** Opening Information block **

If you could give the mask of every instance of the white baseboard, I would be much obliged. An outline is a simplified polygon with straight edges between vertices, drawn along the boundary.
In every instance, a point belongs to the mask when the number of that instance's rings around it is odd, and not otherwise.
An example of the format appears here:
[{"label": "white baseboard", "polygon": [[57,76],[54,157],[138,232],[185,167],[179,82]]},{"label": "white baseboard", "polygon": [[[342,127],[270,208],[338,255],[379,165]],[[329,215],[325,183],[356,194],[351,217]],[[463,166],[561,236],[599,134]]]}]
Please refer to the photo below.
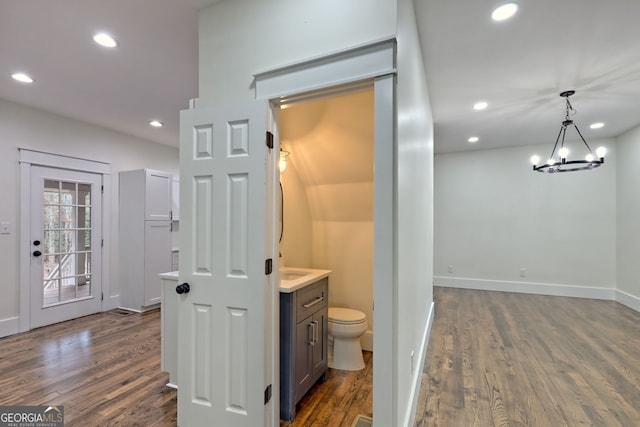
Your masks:
[{"label": "white baseboard", "polygon": [[482,291],[516,292],[521,294],[552,295],[614,301],[616,289],[590,286],[554,285],[547,283],[509,282],[503,280],[469,279],[434,276],[433,284],[448,288],[477,289]]},{"label": "white baseboard", "polygon": [[8,337],[9,335],[17,334],[20,332],[20,318],[9,317],[7,319],[0,320],[0,338]]},{"label": "white baseboard", "polygon": [[640,313],[640,298],[616,289],[616,302]]},{"label": "white baseboard", "polygon": [[373,331],[367,331],[360,337],[360,346],[363,350],[373,351]]},{"label": "white baseboard", "polygon": [[406,421],[404,425],[406,427],[412,427],[416,419],[416,408],[418,406],[418,398],[420,397],[420,386],[422,385],[422,367],[424,366],[424,360],[427,356],[427,346],[429,345],[429,335],[431,334],[431,325],[433,324],[434,307],[435,304],[431,302],[429,317],[427,318],[424,334],[422,335],[422,343],[420,344],[420,352],[418,353],[417,360],[414,361],[409,406],[407,407],[407,413],[404,417]]}]

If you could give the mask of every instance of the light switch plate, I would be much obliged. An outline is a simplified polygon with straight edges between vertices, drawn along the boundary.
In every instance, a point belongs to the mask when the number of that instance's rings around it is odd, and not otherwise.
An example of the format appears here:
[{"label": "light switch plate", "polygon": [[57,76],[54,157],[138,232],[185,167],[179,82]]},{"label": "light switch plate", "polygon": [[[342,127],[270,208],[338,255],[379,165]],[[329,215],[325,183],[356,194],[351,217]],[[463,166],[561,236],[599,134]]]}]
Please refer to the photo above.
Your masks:
[{"label": "light switch plate", "polygon": [[11,224],[8,222],[0,222],[0,234],[10,234]]}]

** Closing Information block **

Once more, please print the whole listing exactly, omitting each image.

## Answer to this task
If you could give the mask of every instance of the white baseboard, I would be much obliged. An outline is a simplified polygon with straight edges between vertices, drawn along the boundary.
In every instance, a point belongs to the mask when the number of that instance's rings around it is odd, and not otherwise.
An example of the format appears here:
[{"label": "white baseboard", "polygon": [[57,76],[54,157],[138,232],[185,167],[179,82]]},{"label": "white baseboard", "polygon": [[[342,127],[270,208],[338,255],[379,165]],[[329,215],[325,183],[356,194],[351,217]],[[463,166],[561,236],[599,134]]]}]
Please refer to the photo below.
Your masks:
[{"label": "white baseboard", "polygon": [[482,291],[516,292],[521,294],[552,295],[614,301],[616,289],[590,286],[554,285],[547,283],[509,282],[503,280],[469,279],[434,276],[433,284],[448,288],[477,289]]},{"label": "white baseboard", "polygon": [[8,337],[9,335],[17,334],[20,332],[20,318],[9,317],[7,319],[0,320],[0,338]]},{"label": "white baseboard", "polygon": [[640,313],[640,298],[616,289],[616,302]]},{"label": "white baseboard", "polygon": [[373,331],[367,331],[360,337],[360,346],[363,350],[373,351]]},{"label": "white baseboard", "polygon": [[406,421],[404,425],[406,427],[412,427],[416,419],[416,408],[418,406],[418,398],[420,397],[420,386],[422,385],[422,367],[424,366],[424,360],[427,356],[427,346],[429,345],[429,335],[431,334],[431,325],[433,324],[434,307],[435,304],[431,302],[429,317],[427,318],[424,334],[422,335],[422,343],[420,344],[420,352],[418,353],[417,360],[414,361],[409,406],[407,407],[407,413],[404,417]]}]

If you could give the mask of every instance of the light switch plate, I would be much obliged. An outline is a simplified polygon with straight edges between vertices, drawn along the boundary.
In every instance, a point belongs to the mask when the number of that instance's rings around it is odd, and not otherwise.
An example of the format appears here:
[{"label": "light switch plate", "polygon": [[57,76],[54,157],[138,232],[185,167],[179,82]]},{"label": "light switch plate", "polygon": [[[342,127],[270,208],[338,255],[379,165]],[[329,215],[325,183],[356,194],[351,217]],[[463,166],[561,236],[599,134]]]}]
Please refer to the photo above.
Your masks:
[{"label": "light switch plate", "polygon": [[11,224],[8,222],[0,222],[0,234],[10,234]]}]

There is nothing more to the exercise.